What you are asked to do →
Please pull out the lines of the entries below, starting at the line that contains "the white government" and ending at the line that contains "x=138 y=312", and repeat them unchanged, both of those lines included.

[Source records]
--------------------------------
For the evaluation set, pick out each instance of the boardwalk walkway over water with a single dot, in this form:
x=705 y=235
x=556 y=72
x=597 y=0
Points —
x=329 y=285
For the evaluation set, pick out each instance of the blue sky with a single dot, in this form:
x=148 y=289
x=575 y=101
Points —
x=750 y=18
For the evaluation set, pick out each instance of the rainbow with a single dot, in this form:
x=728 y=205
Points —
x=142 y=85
--------------------------------
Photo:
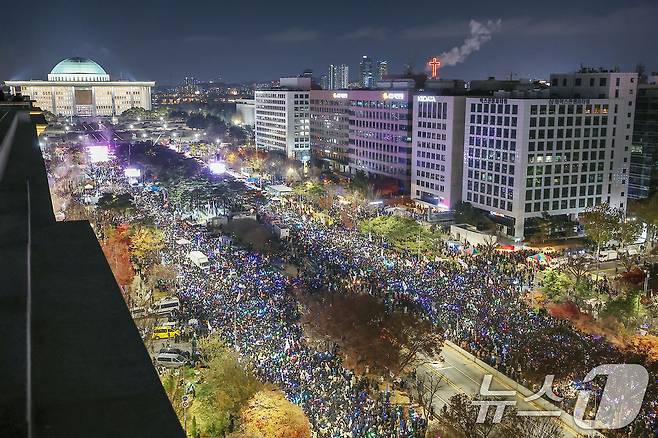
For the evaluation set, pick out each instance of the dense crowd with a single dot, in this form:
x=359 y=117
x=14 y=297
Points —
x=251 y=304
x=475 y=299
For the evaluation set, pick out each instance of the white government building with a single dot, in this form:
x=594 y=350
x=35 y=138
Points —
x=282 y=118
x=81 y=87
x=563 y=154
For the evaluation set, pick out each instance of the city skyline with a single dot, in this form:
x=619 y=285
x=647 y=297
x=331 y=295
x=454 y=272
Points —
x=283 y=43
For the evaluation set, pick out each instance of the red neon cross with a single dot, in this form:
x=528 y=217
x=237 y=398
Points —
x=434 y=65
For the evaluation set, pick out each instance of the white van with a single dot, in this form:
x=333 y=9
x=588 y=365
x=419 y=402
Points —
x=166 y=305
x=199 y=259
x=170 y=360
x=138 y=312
--------------------------------
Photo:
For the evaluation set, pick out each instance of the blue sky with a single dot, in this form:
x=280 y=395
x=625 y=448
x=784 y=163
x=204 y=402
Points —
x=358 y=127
--------------------------------
Answer to the problem →
For the evaluation set, pick out each instance of the white government building with a single dot, in this form:
x=594 y=350
x=35 y=138
Points —
x=282 y=118
x=81 y=87
x=563 y=154
For the evaluation set, pick out each instance of the city skyline with a single dot, in this form:
x=619 y=285
x=647 y=297
x=331 y=295
x=454 y=272
Points —
x=283 y=43
For the evaluation set, pick out each instance of the red neon cross with a single dot, in this form:
x=528 y=217
x=237 y=398
Points —
x=434 y=65
For the evaluation set, pick out each instance of the white van with a single dot, in this form:
x=333 y=9
x=588 y=365
x=419 y=402
Points —
x=166 y=305
x=199 y=259
x=170 y=360
x=138 y=312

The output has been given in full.